**What the exercise asks:**
Carry on the commentary about live local music in San Marcos, picking up right after its final sentence.

--- Reading text Enclosed Below ---

A brief walk around campus will expose observers to the evidence of music’s symbiotic relationship with society. Students pass with a set of buds wedged into their ears as they silently jam out to their favorite tunes. However, Billie and Posty might be inadequate replacements for MP3’s neglected relative: live local music.

Music therapy has shown great success, especially in the realm of anxiety and depression. It is no wonder why creating a microcosm would hush the tumultuous mind of an active college student.

With the emergence of portable and digitalized music, an era has surfaced where individuals stumble around lost in their own private concerts, highlighting the relevance of the expression “alone in a crowd.” Looking back at music’s origin, its ancient relevance resided in the ability to unite cultures through religion and rituals. Individuals suffer deprivation of desired social interaction when they continuously withdraw themselves to enjoy music in solitude.

Located just thirty miles south of Austin, San Marcos has no shortage of the traditional rapport music was founded on. A fresh influx of Austin style can be seen throughout town in nearly all the local bars and coffee shops.

Hardly a night can be found—even during the school week—where a few bucks won’t find someone bobbing their head to some rustic acoustic guitarist or a jazzy-pop electric band so close audiences can see the beads of sweat running down their cheeks. Students should feel encouraged to burst forth from their private sphere and feel the medicinal magic of music through their feet instead of just their ears.

What are people doing to exploit the extraordinary reservoir of music right up the road? Not enough. Rumors have seeped around town regarding the closure of yet another popular music venue: The Buzzmill. Advocates of the San Marcos music scene might have met Guitar Steve, a regular attendee of Buzzmill’s weekly Monday open mic night.

--- End of Enclosed Reading text ---
--- Material provided Enclosed Below ---

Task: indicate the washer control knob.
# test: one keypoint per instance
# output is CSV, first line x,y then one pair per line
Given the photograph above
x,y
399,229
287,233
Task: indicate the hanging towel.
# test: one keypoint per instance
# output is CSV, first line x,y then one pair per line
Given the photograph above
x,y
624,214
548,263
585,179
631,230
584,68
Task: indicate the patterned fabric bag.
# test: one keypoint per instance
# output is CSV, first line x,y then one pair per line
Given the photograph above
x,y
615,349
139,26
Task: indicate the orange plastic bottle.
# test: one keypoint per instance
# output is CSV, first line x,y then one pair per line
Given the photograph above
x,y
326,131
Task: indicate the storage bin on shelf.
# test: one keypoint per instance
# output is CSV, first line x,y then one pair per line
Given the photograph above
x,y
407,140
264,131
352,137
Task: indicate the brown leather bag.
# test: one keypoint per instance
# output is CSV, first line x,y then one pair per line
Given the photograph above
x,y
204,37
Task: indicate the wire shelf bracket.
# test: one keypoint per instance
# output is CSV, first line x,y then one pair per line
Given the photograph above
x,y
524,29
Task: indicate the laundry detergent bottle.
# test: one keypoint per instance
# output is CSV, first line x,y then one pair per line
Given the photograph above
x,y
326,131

--- End of Enclosed Material provided ---
--- Material provided Enclosed Below ---

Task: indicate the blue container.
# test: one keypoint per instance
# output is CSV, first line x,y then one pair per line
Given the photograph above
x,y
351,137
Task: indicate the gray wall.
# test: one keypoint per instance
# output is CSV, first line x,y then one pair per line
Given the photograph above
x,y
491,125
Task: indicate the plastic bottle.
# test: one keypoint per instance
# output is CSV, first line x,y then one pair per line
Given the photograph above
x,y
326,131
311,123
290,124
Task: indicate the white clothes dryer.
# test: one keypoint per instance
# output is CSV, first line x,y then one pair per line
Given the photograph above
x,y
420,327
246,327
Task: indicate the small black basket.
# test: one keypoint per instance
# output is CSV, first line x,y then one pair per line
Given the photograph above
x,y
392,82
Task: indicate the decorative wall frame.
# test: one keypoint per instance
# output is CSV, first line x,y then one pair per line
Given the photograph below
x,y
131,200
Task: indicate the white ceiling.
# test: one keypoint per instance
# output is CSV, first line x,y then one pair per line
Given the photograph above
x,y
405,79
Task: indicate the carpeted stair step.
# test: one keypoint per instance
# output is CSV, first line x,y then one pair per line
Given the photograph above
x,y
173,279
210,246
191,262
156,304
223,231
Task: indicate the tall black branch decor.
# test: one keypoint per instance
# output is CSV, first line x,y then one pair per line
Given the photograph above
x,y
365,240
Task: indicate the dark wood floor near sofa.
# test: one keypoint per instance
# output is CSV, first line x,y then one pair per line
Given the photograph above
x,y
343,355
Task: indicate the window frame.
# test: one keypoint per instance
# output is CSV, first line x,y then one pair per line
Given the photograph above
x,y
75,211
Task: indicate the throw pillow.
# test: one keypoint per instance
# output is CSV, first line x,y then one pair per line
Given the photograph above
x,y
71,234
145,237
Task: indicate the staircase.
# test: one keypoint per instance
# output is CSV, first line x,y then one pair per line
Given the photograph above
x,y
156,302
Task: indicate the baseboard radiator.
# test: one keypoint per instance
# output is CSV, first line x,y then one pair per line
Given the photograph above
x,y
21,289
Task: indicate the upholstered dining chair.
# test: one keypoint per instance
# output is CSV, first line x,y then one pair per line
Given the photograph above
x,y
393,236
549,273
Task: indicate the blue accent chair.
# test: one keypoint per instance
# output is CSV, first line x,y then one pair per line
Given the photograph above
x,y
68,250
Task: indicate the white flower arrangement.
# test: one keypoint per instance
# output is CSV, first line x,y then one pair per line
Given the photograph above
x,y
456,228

--- End of Enclosed Material provided ---
--- Material provided Enclosed Below ---

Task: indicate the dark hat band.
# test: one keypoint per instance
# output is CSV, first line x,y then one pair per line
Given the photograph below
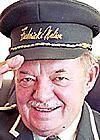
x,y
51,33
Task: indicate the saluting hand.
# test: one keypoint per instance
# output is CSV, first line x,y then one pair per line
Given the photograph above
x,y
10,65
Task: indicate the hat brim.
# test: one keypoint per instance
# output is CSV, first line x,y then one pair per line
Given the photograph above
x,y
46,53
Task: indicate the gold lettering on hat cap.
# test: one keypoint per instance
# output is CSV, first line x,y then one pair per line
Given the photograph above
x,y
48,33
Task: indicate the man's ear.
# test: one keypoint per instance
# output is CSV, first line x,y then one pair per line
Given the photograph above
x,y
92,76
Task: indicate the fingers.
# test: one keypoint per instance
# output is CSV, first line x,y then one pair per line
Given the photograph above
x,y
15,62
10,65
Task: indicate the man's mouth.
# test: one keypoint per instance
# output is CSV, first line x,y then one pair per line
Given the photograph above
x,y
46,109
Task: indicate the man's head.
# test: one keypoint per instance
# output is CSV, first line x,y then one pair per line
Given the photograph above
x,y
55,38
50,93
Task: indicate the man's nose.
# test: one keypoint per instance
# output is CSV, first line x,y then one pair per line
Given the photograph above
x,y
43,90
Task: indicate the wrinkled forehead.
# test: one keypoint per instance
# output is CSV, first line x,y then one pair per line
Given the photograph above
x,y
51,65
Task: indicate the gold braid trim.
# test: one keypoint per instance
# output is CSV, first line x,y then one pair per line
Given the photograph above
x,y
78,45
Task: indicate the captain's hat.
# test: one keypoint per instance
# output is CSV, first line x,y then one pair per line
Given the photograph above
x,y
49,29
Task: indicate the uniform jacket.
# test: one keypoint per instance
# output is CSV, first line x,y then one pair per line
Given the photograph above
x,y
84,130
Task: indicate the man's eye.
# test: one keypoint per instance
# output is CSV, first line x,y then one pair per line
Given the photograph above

--- End of Enclosed Material provided ---

**Result of this task:**
Having resided in San Marcos for over ten years, Steve recalled at last week’s open mic myriad coffee shops and local bars keen to the music crowd have closed their doors over the years. Oftentimes, these locations will close only to be reopened under new management, aesthetic and name, losing everything that made it unique in the process.

An example of this is Kiva—one of San Marcos’ liveliest music venues—which has had a line of former identities, including its time as Taxi’s Piano Bar. Perhaps the most grieved ghost in the graveyard of the city’s music forums was Triple Crown. This timeless hub featured a wide variety of music every night of the week, embodying the true spirit of music by appealing to foot-tappers of every sort. The crowd-favorite was lost in the ruin that made way for The Local apartment complex.

The growing population of San Marcos runs a risk of losing one of its most uniquely charming facets: its music scene. If local venues could embody the diverse demographic of San Marcos’ student and civilian population through performers they host, businesses could possibly compete with the sundry appeal portable music offers. Similarly, new students should take advantage of the fellowship and refreshingly breathy quality live music offers as opposed to its polished, shallow alternative.